======== Supplied data ========

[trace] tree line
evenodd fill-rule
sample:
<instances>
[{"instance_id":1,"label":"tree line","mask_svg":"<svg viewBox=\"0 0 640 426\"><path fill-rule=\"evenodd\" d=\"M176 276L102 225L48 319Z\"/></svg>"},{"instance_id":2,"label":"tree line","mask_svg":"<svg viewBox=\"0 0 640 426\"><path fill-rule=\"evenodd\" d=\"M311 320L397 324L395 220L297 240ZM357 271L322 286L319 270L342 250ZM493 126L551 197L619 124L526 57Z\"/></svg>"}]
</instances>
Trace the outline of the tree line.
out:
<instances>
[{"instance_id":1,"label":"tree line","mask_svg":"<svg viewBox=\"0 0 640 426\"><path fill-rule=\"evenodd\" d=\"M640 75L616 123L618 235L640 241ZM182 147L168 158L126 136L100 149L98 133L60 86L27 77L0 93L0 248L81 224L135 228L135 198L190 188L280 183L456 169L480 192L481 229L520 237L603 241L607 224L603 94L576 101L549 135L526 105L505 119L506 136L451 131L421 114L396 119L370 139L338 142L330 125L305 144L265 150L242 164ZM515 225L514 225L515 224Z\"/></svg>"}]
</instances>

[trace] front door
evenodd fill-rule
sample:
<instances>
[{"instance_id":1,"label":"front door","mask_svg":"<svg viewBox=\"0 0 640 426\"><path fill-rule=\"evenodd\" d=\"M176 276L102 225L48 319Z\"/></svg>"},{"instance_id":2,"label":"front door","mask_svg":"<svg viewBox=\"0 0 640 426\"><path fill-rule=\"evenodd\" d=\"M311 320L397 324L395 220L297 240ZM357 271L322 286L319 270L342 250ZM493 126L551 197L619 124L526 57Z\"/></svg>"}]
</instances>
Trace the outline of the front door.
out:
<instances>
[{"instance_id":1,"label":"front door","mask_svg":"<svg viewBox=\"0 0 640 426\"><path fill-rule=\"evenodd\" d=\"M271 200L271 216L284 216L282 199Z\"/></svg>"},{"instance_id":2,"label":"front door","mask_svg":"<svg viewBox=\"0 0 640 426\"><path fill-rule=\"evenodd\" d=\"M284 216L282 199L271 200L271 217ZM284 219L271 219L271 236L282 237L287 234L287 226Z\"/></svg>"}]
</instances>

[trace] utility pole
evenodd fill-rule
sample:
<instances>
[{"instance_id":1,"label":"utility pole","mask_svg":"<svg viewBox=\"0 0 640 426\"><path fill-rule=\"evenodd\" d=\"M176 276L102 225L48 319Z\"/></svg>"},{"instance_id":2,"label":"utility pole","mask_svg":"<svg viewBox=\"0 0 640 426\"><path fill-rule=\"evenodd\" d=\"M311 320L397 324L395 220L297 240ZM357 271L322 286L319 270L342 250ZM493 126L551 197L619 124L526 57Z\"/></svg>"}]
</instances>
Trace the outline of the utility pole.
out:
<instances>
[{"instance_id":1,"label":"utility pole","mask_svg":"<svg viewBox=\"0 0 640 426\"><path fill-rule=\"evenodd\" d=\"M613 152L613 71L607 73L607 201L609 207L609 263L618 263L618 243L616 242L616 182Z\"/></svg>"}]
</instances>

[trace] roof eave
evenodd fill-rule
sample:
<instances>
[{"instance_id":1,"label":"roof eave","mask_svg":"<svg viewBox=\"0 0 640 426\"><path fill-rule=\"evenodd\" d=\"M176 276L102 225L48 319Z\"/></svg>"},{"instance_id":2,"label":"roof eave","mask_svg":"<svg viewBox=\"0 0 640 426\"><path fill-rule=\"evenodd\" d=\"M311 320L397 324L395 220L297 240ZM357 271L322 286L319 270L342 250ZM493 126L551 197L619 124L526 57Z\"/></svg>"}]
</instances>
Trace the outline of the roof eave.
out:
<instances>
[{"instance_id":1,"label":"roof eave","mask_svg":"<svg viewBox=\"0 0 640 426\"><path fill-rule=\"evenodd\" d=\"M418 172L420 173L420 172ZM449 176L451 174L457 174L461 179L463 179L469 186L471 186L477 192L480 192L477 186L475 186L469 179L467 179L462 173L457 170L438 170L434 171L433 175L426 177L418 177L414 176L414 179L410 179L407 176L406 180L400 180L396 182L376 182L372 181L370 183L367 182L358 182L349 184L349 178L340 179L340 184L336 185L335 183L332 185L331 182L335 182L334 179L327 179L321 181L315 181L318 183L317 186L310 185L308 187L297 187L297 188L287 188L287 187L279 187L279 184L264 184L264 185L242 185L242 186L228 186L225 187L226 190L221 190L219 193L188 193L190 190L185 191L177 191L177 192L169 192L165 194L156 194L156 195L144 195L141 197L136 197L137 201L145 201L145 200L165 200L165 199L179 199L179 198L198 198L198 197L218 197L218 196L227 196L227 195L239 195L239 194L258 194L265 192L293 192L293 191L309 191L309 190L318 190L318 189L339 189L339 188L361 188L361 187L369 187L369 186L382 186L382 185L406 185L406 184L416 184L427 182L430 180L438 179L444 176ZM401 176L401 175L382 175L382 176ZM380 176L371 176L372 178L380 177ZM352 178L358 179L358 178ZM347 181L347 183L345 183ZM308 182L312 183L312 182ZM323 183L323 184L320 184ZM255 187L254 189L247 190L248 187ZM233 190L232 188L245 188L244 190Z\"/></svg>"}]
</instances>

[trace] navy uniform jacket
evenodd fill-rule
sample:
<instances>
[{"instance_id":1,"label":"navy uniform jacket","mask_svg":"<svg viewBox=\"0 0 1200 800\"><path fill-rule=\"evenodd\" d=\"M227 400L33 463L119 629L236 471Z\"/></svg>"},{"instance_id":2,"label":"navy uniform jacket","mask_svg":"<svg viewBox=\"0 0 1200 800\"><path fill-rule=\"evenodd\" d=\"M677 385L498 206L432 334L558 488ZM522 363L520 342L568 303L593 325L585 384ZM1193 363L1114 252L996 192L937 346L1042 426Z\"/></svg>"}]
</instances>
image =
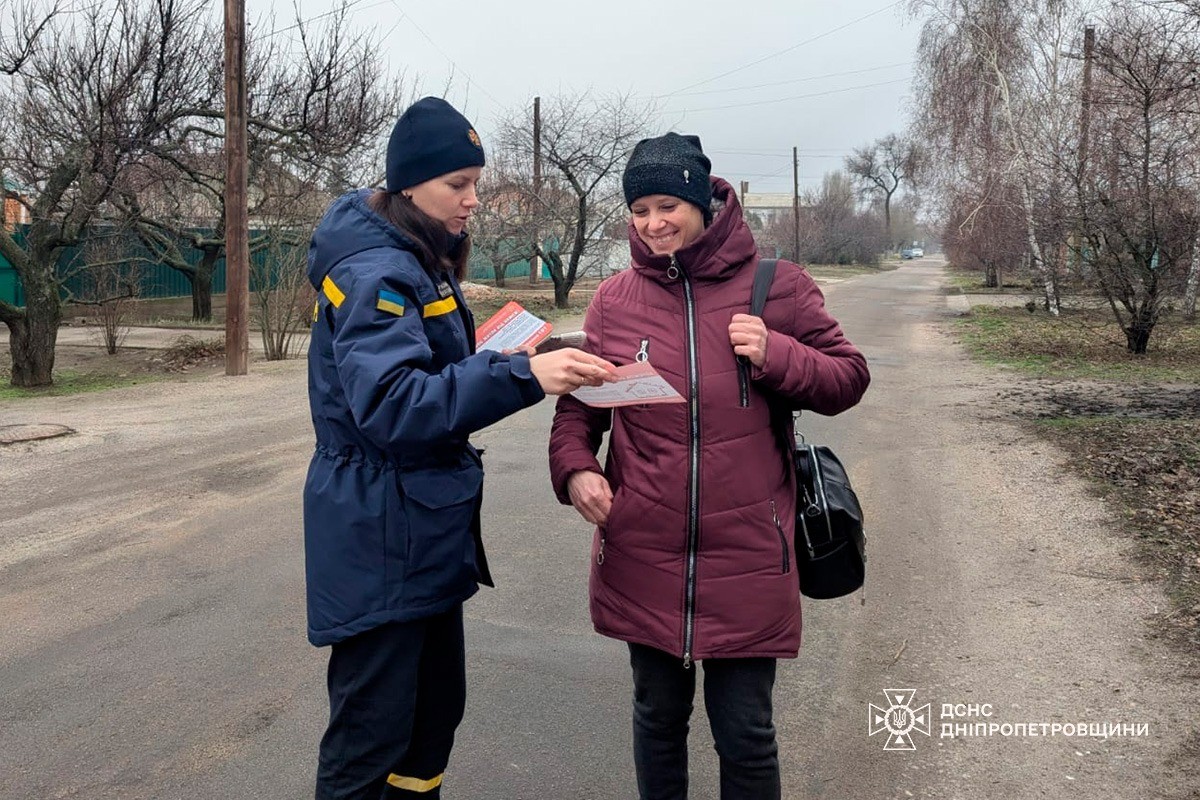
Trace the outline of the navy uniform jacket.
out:
<instances>
[{"instance_id":1,"label":"navy uniform jacket","mask_svg":"<svg viewBox=\"0 0 1200 800\"><path fill-rule=\"evenodd\" d=\"M467 436L541 400L524 355L475 353L452 276L366 205L336 200L313 233L308 353L316 451L304 484L308 638L337 642L446 611L490 582L483 469Z\"/></svg>"}]
</instances>

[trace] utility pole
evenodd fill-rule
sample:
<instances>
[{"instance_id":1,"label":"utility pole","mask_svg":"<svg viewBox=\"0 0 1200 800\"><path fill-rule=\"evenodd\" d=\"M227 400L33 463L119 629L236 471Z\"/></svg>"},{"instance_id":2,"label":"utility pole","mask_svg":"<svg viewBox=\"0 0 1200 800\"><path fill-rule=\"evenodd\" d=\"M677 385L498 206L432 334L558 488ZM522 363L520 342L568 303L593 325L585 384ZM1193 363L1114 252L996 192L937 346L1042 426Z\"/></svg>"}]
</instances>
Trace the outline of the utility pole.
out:
<instances>
[{"instance_id":1,"label":"utility pole","mask_svg":"<svg viewBox=\"0 0 1200 800\"><path fill-rule=\"evenodd\" d=\"M1083 29L1083 91L1079 111L1079 181L1087 170L1089 134L1092 125L1092 59L1096 50L1096 29Z\"/></svg>"},{"instance_id":2,"label":"utility pole","mask_svg":"<svg viewBox=\"0 0 1200 800\"><path fill-rule=\"evenodd\" d=\"M800 260L800 148L792 148L792 258Z\"/></svg>"},{"instance_id":3,"label":"utility pole","mask_svg":"<svg viewBox=\"0 0 1200 800\"><path fill-rule=\"evenodd\" d=\"M750 181L742 181L742 191L738 195L738 202L742 204L742 211L746 210L746 192L750 191Z\"/></svg>"},{"instance_id":4,"label":"utility pole","mask_svg":"<svg viewBox=\"0 0 1200 800\"><path fill-rule=\"evenodd\" d=\"M225 0L225 374L250 360L250 242L246 219L246 6Z\"/></svg>"},{"instance_id":5,"label":"utility pole","mask_svg":"<svg viewBox=\"0 0 1200 800\"><path fill-rule=\"evenodd\" d=\"M1079 102L1079 172L1076 180L1076 193L1080 199L1080 219L1075 232L1075 248L1078 252L1078 266L1081 271L1087 270L1087 180L1088 180L1088 148L1091 144L1092 127L1092 60L1096 50L1096 28L1088 25L1083 29L1083 87Z\"/></svg>"},{"instance_id":6,"label":"utility pole","mask_svg":"<svg viewBox=\"0 0 1200 800\"><path fill-rule=\"evenodd\" d=\"M541 213L541 197L542 197L542 98L533 98L533 196L534 196L534 222L537 222L537 215ZM542 232L538 230L535 224L533 228L533 240L541 242ZM533 285L538 282L538 278L542 275L542 257L537 253L533 254L533 258L529 259L529 283Z\"/></svg>"}]
</instances>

========

> Exercise objective: Among the records, count every line where "outline" appears. Reply with the total alone.

> Response area: 6